Reproduce the line that contains "Reviewer note: every instance of the building" and every line after it through the end of the records, exactly, with nothing added.
----- Data for this task
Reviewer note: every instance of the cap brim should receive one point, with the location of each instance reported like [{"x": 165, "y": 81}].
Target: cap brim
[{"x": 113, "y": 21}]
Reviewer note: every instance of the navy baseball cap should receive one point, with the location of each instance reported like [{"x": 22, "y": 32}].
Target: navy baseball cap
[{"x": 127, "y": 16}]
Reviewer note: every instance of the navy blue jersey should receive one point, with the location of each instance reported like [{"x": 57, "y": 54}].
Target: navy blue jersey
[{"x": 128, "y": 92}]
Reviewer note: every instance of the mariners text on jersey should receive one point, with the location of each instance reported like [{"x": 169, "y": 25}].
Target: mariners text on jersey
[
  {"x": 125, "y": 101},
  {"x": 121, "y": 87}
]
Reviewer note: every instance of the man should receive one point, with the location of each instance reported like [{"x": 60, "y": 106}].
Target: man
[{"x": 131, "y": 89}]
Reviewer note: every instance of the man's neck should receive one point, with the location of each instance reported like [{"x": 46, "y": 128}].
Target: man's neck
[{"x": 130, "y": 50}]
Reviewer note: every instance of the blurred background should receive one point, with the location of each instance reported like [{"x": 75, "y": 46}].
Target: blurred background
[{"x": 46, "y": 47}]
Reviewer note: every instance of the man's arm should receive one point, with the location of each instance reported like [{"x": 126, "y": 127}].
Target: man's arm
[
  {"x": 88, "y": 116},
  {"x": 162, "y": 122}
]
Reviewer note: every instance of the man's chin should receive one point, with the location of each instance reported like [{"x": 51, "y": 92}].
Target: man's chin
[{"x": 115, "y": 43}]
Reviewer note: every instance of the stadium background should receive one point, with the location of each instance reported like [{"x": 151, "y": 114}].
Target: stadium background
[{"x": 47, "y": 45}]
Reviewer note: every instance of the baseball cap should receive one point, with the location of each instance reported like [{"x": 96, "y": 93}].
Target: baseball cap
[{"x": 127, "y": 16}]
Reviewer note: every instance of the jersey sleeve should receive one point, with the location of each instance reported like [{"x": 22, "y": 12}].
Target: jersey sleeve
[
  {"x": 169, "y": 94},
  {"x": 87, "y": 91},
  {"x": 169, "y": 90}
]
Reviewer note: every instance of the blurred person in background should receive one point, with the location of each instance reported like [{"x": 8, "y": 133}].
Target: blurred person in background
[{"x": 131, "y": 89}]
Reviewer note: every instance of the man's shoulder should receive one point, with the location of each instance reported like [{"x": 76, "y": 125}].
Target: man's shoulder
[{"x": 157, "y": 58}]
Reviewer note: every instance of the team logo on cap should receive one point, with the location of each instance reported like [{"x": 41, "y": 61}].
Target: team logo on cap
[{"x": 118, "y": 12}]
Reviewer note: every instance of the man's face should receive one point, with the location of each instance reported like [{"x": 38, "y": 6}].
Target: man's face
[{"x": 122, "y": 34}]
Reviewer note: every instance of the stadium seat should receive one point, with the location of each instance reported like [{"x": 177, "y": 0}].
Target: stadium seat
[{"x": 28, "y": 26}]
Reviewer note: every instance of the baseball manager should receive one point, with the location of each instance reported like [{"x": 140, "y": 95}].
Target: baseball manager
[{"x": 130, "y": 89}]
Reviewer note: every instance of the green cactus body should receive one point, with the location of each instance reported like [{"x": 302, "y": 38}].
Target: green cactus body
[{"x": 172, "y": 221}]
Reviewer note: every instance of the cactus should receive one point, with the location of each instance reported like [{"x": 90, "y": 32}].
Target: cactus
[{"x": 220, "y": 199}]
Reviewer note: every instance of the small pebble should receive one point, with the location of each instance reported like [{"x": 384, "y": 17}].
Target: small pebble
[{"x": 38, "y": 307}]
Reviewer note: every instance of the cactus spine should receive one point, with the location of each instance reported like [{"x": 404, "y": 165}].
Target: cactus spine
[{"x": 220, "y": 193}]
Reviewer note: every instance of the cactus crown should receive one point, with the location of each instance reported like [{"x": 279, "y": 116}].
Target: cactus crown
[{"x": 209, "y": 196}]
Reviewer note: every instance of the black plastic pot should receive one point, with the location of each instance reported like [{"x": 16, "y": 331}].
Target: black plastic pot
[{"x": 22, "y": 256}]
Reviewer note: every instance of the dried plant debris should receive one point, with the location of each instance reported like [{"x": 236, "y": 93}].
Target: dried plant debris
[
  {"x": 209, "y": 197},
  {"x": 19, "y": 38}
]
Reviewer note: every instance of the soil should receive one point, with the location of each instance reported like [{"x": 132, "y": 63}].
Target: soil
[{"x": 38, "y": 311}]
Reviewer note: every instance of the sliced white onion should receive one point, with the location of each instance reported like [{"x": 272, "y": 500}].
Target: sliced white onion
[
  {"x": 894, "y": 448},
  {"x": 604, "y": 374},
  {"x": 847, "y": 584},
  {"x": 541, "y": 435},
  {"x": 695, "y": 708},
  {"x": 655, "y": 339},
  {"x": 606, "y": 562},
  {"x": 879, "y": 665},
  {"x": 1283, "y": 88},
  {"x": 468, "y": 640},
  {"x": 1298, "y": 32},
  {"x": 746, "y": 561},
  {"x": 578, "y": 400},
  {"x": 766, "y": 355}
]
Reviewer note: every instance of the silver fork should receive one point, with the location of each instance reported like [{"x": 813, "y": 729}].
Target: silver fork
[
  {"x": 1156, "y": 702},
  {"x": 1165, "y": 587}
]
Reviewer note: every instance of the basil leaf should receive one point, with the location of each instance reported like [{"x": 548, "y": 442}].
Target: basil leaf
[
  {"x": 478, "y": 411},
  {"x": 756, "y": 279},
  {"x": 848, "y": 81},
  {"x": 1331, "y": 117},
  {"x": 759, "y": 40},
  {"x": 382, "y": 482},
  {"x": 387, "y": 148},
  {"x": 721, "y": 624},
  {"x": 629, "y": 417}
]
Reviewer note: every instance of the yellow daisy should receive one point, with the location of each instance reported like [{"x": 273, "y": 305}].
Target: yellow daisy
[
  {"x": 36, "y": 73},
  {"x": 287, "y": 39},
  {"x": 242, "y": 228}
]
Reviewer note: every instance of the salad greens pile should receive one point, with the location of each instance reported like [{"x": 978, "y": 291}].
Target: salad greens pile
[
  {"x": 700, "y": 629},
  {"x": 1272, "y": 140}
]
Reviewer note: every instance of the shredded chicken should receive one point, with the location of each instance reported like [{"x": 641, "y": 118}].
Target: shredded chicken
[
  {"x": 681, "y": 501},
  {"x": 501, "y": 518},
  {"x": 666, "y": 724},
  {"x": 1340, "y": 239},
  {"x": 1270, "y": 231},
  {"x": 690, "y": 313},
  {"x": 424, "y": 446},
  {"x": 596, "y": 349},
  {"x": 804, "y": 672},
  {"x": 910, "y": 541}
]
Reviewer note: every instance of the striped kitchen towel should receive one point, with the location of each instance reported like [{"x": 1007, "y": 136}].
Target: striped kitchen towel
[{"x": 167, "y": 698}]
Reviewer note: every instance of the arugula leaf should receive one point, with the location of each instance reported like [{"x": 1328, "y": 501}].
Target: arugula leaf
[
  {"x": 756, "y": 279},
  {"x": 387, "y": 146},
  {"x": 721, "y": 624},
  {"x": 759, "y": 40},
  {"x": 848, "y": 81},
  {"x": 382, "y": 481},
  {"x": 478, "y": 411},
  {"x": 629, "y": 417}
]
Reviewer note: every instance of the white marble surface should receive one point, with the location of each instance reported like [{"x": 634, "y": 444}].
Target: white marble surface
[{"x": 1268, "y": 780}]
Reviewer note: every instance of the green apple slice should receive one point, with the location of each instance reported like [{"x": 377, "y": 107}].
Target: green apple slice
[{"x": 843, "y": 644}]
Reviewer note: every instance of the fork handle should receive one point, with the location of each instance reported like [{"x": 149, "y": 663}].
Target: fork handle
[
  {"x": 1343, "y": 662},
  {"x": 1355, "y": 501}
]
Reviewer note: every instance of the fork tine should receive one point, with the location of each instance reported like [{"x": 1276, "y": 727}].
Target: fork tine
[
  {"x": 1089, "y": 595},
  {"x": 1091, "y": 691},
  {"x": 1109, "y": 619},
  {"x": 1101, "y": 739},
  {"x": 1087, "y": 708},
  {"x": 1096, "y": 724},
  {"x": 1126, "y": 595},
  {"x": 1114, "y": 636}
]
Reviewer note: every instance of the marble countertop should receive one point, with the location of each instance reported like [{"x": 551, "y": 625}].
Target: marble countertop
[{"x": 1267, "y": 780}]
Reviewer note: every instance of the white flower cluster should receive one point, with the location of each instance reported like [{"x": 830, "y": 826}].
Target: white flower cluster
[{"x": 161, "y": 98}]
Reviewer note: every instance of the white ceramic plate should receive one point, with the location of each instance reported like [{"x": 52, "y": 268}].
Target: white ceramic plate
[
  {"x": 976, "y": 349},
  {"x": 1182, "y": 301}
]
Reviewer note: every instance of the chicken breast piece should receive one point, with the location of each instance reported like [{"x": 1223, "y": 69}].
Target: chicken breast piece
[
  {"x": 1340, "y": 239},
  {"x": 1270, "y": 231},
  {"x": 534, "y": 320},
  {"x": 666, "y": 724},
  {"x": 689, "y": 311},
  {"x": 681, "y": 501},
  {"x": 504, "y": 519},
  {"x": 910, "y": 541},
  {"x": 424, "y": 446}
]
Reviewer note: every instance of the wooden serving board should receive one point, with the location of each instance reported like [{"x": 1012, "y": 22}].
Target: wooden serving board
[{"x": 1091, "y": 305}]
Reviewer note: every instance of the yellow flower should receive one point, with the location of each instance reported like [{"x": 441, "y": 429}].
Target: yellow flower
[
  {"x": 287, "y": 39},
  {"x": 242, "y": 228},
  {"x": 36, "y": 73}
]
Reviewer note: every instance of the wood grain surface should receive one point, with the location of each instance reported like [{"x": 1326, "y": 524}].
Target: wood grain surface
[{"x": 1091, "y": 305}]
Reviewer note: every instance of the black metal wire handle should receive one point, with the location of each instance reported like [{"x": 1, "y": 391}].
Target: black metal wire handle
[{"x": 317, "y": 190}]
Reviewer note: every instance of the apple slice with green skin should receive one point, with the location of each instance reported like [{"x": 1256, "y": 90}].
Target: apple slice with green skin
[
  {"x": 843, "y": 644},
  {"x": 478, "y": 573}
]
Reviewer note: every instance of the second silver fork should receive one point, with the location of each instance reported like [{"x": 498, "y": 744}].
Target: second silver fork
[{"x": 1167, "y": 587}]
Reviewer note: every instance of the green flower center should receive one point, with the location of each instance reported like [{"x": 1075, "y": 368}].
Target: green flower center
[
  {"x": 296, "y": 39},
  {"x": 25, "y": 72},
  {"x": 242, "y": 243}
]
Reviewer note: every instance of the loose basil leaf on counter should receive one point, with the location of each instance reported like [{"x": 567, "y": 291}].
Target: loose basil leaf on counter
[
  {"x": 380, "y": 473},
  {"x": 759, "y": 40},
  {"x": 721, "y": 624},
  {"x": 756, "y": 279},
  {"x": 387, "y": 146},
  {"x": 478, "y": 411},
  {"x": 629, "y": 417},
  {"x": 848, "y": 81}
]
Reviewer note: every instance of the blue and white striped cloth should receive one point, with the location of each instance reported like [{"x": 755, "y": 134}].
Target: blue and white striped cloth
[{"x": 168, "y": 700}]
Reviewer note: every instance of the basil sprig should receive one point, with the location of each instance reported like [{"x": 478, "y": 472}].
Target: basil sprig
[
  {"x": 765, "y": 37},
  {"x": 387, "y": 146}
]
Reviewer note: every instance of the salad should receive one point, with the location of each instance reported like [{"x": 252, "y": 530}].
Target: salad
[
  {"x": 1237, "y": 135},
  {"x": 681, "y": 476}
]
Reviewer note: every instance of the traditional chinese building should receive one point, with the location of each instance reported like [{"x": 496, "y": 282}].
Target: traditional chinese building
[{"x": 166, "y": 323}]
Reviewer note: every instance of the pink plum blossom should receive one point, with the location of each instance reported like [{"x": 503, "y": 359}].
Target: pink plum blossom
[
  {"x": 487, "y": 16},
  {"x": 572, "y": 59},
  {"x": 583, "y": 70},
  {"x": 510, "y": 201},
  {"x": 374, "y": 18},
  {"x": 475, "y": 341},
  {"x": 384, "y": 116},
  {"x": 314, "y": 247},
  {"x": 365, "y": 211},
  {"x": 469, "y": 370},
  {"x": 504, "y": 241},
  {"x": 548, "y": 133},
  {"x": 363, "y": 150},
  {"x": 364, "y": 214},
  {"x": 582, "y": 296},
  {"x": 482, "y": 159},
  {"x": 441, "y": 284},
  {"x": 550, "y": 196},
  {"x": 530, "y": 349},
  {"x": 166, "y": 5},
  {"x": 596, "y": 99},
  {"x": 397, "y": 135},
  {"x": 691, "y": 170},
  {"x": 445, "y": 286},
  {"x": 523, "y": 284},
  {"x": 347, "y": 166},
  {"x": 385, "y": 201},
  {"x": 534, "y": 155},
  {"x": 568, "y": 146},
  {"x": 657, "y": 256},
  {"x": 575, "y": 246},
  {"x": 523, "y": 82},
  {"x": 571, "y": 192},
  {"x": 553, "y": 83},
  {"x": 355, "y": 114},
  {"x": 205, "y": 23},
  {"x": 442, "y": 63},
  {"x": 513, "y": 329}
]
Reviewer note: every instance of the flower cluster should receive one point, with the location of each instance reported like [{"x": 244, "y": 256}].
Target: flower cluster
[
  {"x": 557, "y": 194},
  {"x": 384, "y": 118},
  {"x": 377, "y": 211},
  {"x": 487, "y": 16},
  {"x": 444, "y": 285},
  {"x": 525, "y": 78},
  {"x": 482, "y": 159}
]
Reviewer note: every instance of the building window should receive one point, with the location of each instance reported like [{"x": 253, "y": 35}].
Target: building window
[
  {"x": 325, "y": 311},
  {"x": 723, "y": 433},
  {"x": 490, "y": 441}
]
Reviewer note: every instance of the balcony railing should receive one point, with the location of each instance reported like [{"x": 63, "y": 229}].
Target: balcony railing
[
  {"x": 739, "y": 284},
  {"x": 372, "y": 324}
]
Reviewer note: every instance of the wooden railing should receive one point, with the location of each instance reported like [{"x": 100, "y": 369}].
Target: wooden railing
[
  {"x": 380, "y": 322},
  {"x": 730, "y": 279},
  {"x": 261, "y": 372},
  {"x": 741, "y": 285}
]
----------
- **Task solution**:
Reviewer note: every instance of the building window should receive one point, with the location of each instance reported like [{"x": 253, "y": 35}].
Target: building window
[
  {"x": 325, "y": 311},
  {"x": 723, "y": 433},
  {"x": 490, "y": 441}
]
Reviewer note: every instance of the balcony railing should receive one point, with the location of each instance reported like [{"x": 63, "y": 229}].
Target: balcony railing
[
  {"x": 739, "y": 284},
  {"x": 372, "y": 324}
]
Reviewer note: every instance of the wooden railing should receive one point, with the location of each instance reported like [{"x": 100, "y": 369}].
Target: wooden railing
[
  {"x": 380, "y": 322},
  {"x": 730, "y": 279},
  {"x": 261, "y": 372},
  {"x": 741, "y": 285}
]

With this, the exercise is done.